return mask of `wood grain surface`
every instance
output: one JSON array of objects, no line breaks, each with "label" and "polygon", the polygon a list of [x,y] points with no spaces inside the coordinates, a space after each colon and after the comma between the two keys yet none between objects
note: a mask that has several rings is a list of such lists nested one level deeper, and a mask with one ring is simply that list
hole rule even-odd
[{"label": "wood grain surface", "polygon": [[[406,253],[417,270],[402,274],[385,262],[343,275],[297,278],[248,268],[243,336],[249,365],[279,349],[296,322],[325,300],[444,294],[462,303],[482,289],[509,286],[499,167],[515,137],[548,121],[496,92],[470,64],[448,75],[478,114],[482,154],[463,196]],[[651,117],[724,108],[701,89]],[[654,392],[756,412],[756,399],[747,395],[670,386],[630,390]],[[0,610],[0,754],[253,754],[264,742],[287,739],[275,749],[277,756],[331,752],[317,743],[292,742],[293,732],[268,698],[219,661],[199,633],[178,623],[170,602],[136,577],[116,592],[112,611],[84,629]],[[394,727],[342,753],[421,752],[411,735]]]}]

####################

**What to work on:**
Please restate every line of the records exactly.

**Exercise answer:**
return mask of `wood grain surface`
every instance
output: one JSON array of objects, no line breaks, each with "label" and "polygon", the polygon a list of [x,y] points with no spaces inside the coordinates, a space after each colon and after the comma between the two keys yet none between objects
note: a mask that has several rings is a list of such lists nested one level deeper, and a mask with one ring is simply that list
hole rule even-odd
[{"label": "wood grain surface", "polygon": [[[406,253],[417,270],[402,274],[385,262],[343,275],[297,278],[248,268],[243,336],[249,365],[279,349],[296,322],[325,300],[444,294],[462,303],[482,289],[509,286],[499,167],[515,137],[548,121],[496,92],[470,64],[448,75],[478,114],[482,154],[463,196]],[[651,117],[724,108],[701,89]],[[654,392],[756,412],[756,399],[747,395],[670,386],[630,390]],[[0,610],[0,754],[253,754],[264,742],[287,739],[275,749],[277,756],[331,752],[317,743],[292,742],[293,732],[268,698],[219,661],[199,633],[178,623],[170,602],[136,577],[116,592],[112,611],[84,629]],[[394,727],[342,753],[421,752],[411,735]]]}]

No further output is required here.